[Opening Given records section]
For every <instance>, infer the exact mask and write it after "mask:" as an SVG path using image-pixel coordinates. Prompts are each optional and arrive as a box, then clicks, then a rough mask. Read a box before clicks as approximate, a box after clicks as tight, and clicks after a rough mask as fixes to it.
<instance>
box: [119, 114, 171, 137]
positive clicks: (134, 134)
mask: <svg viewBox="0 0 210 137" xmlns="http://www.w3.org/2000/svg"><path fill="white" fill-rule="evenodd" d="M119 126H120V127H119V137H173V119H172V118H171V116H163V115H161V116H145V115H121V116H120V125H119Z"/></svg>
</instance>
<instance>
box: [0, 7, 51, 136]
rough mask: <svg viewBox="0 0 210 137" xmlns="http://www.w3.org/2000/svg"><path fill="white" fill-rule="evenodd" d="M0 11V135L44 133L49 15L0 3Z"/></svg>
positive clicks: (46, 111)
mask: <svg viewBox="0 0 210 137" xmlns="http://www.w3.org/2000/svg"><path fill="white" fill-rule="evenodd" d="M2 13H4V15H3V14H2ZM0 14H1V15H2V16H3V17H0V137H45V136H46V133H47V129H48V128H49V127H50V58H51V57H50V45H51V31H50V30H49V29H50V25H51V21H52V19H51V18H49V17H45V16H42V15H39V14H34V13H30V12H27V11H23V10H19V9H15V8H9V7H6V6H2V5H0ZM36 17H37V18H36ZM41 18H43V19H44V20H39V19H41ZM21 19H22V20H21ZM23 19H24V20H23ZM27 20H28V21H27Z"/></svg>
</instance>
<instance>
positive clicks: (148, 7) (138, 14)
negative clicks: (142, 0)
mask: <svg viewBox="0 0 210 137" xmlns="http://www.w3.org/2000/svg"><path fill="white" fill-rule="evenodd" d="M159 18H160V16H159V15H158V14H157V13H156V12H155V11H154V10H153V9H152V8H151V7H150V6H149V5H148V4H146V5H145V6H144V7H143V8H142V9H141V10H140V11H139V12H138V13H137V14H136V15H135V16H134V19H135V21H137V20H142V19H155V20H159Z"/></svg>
[Closing Given records section]
=== Exercise prompt ===
Quote the records from their first line to the line with "box: [119, 114, 171, 137]", inclusive, without adding or dropping anything.

=== Reply to the exercise ===
For every <instance>, infer the exact mask and write it after "mask:" as an SVG path using image-pixel coordinates. Prompts are each optional and arrive as a box, then clicks, then a rough mask. Read a box before clicks as approximate, a box after clicks as tight, and clicks after a rough mask as fixes to it.
<instance>
box: [119, 114, 171, 137]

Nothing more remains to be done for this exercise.